* What is expected:
Return all entries word for word, but drop any images.

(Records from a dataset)
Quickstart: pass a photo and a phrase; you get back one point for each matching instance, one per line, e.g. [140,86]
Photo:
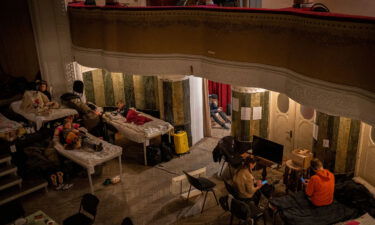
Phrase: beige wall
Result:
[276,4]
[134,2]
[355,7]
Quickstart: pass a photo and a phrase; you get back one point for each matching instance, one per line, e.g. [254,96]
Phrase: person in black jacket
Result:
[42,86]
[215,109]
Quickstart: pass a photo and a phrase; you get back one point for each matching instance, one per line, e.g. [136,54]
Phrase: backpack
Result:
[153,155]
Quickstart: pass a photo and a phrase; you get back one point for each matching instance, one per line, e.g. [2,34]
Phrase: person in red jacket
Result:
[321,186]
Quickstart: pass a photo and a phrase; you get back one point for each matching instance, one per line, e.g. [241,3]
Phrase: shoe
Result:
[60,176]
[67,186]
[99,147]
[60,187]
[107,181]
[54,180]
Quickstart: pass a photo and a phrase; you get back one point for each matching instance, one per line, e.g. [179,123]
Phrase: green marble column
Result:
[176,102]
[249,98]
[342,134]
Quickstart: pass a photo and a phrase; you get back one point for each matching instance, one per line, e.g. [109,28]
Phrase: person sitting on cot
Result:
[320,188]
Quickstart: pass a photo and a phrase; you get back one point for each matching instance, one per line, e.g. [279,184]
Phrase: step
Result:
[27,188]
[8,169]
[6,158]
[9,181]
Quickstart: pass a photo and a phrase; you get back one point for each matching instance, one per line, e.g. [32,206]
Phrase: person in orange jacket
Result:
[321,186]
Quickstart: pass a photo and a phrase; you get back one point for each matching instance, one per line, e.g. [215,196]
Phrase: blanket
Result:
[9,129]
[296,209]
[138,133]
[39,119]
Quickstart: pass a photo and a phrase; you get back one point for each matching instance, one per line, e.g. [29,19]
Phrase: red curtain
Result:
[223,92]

* Task answer:
Quickstart: pass a photo and a phrase; you get back one point for each matching instance, one per line, e.g. [140,86]
Photo:
Phrase: beige wall
Result:
[276,4]
[134,2]
[355,7]
Quickstart: pass a photo and a phrase; you get back one point for each matching instance, one per line, e.g. [254,96]
Phrase: person in black jacket
Result:
[42,86]
[215,109]
Quickstart: pass a photo and a phrase; you get back one point for each matching instance, one per line, e.g. [136,54]
Phrase: backpack
Result:
[153,155]
Quickstart: pass a photo and a phrase; you get back one point for each matching instance, one per line, e.g. [2,34]
Phrase: person in red jacket
Result:
[321,186]
Quickstart: pass a photo and a phrase; you get back one point for each matching instance, one per line, e.g. [241,3]
Phrase: shoe
Result:
[60,176]
[67,186]
[99,147]
[60,187]
[107,181]
[54,180]
Quickstart: pass a photo and a phrase; you get back one point for each matching instance, one per line, e.g. [179,123]
Phrase: green marble column
Result:
[176,102]
[249,98]
[342,134]
Quickstart: pass a photo and a phrase; you get back one point for each matching instance, one per line, e.g. [109,28]
Phrase: person sitting on cot
Result:
[320,188]
Quickstart: pass a photo and a phrase; you get back one point for each matching instance, one per line, e.g. [279,184]
Phrase: step
Result:
[27,188]
[8,169]
[6,158]
[9,181]
Quickstart: pass a photo and a phrase; you get back one point for each matching instance, one per line, e.g. [32,206]
Phrase: person in orange jacket
Result:
[321,186]
Quickstart: pass a photo and a phrase; you get back one point for each matching instance, one per line, e.g. [215,196]
Phrase: blanket
Result:
[9,129]
[296,209]
[138,133]
[39,119]
Quickstart: pass a photo and a phrase; you get back one point for each matching instance, one per line, e.g. [29,19]
Phrase: red curtain
Result:
[223,92]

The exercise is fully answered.